◆ Required work ◆
For each line in the records, produce an exact copy.

◆ ◆ ◆ ◆ ◆

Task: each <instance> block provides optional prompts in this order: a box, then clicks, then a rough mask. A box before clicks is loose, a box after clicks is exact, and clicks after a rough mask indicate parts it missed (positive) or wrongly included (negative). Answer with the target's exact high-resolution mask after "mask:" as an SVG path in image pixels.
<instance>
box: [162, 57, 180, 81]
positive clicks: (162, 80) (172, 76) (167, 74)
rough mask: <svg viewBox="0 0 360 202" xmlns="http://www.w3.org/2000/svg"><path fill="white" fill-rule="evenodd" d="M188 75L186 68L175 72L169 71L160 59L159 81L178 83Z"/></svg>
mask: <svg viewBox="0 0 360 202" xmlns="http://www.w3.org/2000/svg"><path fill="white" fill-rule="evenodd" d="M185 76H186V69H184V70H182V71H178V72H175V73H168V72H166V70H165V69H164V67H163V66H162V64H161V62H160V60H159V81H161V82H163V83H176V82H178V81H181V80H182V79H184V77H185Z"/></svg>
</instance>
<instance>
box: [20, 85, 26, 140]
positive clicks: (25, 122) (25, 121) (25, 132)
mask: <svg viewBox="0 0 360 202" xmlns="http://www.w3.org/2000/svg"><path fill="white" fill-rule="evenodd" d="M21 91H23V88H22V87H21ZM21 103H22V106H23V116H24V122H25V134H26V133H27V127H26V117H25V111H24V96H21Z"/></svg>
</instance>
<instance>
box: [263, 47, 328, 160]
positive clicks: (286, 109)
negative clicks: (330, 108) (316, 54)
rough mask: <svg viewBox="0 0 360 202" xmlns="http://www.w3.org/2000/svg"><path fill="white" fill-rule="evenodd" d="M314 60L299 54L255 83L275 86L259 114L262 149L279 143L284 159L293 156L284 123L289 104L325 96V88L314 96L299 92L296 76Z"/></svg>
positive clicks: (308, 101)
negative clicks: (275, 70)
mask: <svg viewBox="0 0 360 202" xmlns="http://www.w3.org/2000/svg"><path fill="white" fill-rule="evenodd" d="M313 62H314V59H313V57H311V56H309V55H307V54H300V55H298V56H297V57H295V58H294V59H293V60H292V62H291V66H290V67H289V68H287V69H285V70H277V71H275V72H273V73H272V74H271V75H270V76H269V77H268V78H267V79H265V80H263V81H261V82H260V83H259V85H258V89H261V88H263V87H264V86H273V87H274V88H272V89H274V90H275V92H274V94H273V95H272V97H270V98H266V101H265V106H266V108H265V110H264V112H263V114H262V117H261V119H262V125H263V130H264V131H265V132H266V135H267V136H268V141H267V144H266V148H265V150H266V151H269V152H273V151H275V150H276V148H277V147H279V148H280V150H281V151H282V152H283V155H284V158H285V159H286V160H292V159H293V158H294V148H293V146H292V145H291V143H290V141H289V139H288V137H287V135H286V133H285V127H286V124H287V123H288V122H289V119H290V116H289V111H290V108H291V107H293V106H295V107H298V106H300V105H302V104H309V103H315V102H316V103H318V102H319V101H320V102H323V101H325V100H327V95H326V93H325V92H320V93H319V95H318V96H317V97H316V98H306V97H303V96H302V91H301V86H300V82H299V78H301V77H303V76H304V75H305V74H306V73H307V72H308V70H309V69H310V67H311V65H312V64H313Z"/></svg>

◆ ◆ ◆ ◆ ◆

◆ Answer to this problem ◆
Task: each <instance> block provides optional prompts in this order: a box, then clicks, then a rough mask. A box before clicks is loose, a box after clicks is exact, and clicks after a rough mask indicate parts it missed (positive) or wrongly included (negative). Answer with the target's exact high-resolution mask after "mask:" as an SVG path in image pixels.
<instance>
box: [162, 57, 180, 81]
positive clicks: (162, 80) (172, 76) (167, 74)
rough mask: <svg viewBox="0 0 360 202" xmlns="http://www.w3.org/2000/svg"><path fill="white" fill-rule="evenodd" d="M188 75L186 68L175 72L169 71L160 59L159 81L178 83Z"/></svg>
mask: <svg viewBox="0 0 360 202" xmlns="http://www.w3.org/2000/svg"><path fill="white" fill-rule="evenodd" d="M185 76H186V69H184V70H182V71H178V72H175V73H168V72H166V70H165V69H164V67H163V66H162V64H161V62H160V60H159V81H161V82H163V83H176V82H178V81H181V80H182V79H184V77H185Z"/></svg>
</instance>
<instance>
box: [20, 85, 26, 140]
positive clicks: (25, 122) (25, 121) (25, 132)
mask: <svg viewBox="0 0 360 202" xmlns="http://www.w3.org/2000/svg"><path fill="white" fill-rule="evenodd" d="M21 91H23V88H22V87H21ZM21 103H22V106H23V116H24V122H25V134H26V133H27V127H26V117H25V111H24V96H21Z"/></svg>
</instance>
<instance>
box: [263, 47, 328, 160]
positive clicks: (286, 109)
negative clicks: (330, 108) (316, 54)
rough mask: <svg viewBox="0 0 360 202" xmlns="http://www.w3.org/2000/svg"><path fill="white" fill-rule="evenodd" d="M314 60L299 54L255 83L275 86L259 114L262 149L279 143L284 159L293 156L284 123L289 104L325 96V88L314 96L299 92L296 76Z"/></svg>
positive clicks: (308, 101)
negative clicks: (275, 70)
mask: <svg viewBox="0 0 360 202" xmlns="http://www.w3.org/2000/svg"><path fill="white" fill-rule="evenodd" d="M313 62H314V59H313V57H311V56H309V55H307V54H300V55H298V56H297V57H295V58H294V59H293V60H292V62H291V66H290V67H289V68H287V69H285V70H277V71H275V72H273V73H272V74H271V75H270V76H269V77H268V78H267V79H265V80H263V81H261V82H260V83H259V85H258V89H261V88H263V87H264V86H273V87H274V88H272V89H274V90H275V92H274V94H273V95H272V97H270V98H266V101H265V106H266V108H265V110H264V112H263V114H262V117H261V119H262V125H263V130H264V131H265V132H266V135H267V136H268V141H267V144H266V148H265V150H266V151H269V152H273V151H275V150H276V148H277V147H279V148H280V150H281V151H282V152H283V155H284V158H285V159H286V160H292V159H293V158H294V148H293V146H292V145H291V143H290V141H289V139H288V137H287V135H286V133H285V127H286V124H287V123H288V122H289V119H290V116H289V111H290V108H291V107H293V106H295V107H298V106H300V105H302V104H309V103H315V102H316V103H318V102H319V101H320V102H323V101H325V100H327V95H326V93H325V92H320V93H319V95H318V96H317V97H316V98H306V97H303V96H302V91H301V86H300V82H299V78H301V77H303V76H304V75H305V74H306V73H307V72H308V70H309V69H310V67H311V65H312V64H313Z"/></svg>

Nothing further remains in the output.